*** Excerpt

THROUGH SRI LANKA’S EMERALD HEART: ELLA TO KANDY TRAIN RIDE

 

THROUGH SRI LANKA’S EMERALD HEART: ELLA TO KANDY TRAIN RIDE

The essence of slow travel is perfectly captured on one of the world’s most beautiful train rides. Winding through Sri Lanka’s emerald heart, the journey between Ella and Kandy is a cinematic passage through misty mountains, tea-covered hills, and cascading waterfalls. It’s a sweet blend of the island’s history and wild soul — where time stretches, windows are wide open, and the rhythm of Sri Lanka dances in the breeze.

 
 

A LITTLE CONTEXT

Duration: 6 - 7 hours

Best Season: December - April

Best Seats: First or second class (reserved seating)

Recommended Departure: Early morning for soft light and fewer crowds

Cost: From 350–5,000 LKR, depending on class, season and booking

A BRIEF HISTORY

Sri Lanka’s railway is a remnant of its colonial past, built by the British in the 19th century to transport coffee (and later tea) from the central highlands to the port of Colombo. Over time, its purpose shifted from carrying goods to carrying people and connecting remote villages with bustling towns. Today, it’s one of Sri Lanka’s most loved highlights, a thread between the past and the present, winding through some of the island’s most breathtakingly lush landscapes.

 
 


WHICH ROUTE TO TAKE? KANDY TO ELLA OR ELLA TO KANDY

The route can be taken in either direction — it really depends on which way you’re travelling.

  • Kandy Ella: Start in Sri Lanka’s cultural heart and ascend into the cooler mountain regions. The scenery builds gradually, where the city fades into lush hill country, met by tea-covered hills.

  • Ella Kandy: A much less crowded route and just as beautiful, this direction descends from the mountains, watching the landscapes shift from misty hills to the cultural capital.

Tip: Short on time? The most scenic stretch takes place between Ella and Nuwara Eliya, a 2-3 hour ride that captures the heart of Sri Lanka.

HOW LONG IS THE TRAIN RIDE?

The full journey takes around 6 - 7 hours, depending on the train and schedule. Things run on island time here, so expect delays — it's part of the experience. There are typically three trains running daily in the morning, midday and afternoon.


THE BEST VIEWS

As the train curves along mountain ridges, you’ll pass through postcard-perfect spots like Demodara Nine Arch Bridge, Haputale, and Nanu Oya — the gateway to Nuwara Eliya, affectionately known as Sri Lanka’s Little England.

For Ella to Kandy, sit on the right-hand side, and for Kandy to Ella, choose the left-hand side for the best views. But don’t worry too much if you don’t get the perfect seat — people often move between carriages to capture those iconic photos leaning out of the train doors.

******
*** Information shown

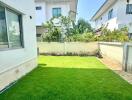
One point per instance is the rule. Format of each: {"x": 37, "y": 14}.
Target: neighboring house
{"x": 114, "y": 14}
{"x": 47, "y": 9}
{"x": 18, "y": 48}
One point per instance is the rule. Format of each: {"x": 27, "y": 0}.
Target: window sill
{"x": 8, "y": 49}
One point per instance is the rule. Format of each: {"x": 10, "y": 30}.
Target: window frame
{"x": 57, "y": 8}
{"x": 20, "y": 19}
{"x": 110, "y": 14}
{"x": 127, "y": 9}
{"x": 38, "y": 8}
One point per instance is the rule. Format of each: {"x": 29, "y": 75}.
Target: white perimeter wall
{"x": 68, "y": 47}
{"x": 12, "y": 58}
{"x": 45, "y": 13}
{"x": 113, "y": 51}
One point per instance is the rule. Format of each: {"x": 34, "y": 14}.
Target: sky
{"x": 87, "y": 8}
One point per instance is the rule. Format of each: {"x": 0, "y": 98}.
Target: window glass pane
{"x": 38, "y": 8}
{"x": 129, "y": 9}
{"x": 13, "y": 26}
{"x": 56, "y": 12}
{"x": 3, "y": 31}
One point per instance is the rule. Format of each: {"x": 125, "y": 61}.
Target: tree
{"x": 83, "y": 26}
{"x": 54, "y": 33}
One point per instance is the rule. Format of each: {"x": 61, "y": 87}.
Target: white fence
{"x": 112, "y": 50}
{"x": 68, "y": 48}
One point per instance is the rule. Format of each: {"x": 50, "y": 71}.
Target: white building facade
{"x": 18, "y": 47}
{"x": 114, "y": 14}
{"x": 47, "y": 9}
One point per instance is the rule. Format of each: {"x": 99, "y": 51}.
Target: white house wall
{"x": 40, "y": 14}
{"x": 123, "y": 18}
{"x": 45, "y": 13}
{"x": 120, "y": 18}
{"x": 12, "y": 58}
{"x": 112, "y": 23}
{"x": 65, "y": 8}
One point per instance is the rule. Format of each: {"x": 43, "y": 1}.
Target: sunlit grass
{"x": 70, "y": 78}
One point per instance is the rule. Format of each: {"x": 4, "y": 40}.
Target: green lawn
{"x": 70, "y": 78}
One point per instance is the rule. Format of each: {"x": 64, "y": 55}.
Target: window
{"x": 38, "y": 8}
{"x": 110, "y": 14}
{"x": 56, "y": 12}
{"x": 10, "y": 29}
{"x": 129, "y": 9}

******
*** Information shown

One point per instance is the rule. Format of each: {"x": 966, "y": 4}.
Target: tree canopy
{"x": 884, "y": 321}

******

_Exercises to complete_
1) In the train ride article, which side of the train should you sit on for the best views when traveling from Ella to Kandy?
2) Please rewrite the train ride article starting at "The full journey" and ending at "Lanka’s Little England.", changing "postcard-perfect" to "picture-perfect".

_Results in order_
1) The right-hand side.

2)
The full journey takes around 6 - 7 hours, depending on the train and schedule. Things run on island time here, so expect delays — it's part of the experience. There are typically three trains running daily in the morning, midday and afternoon.


THE BEST VIEWS

As the train curves along mountain ridges, you’ll pass through picture-perfect spots like Demodara Nine Arch Bridge, Haputale, and Nanu Oya — the gateway to Nuwara Eliya, affectionately known as Sri Lanka’s Little England.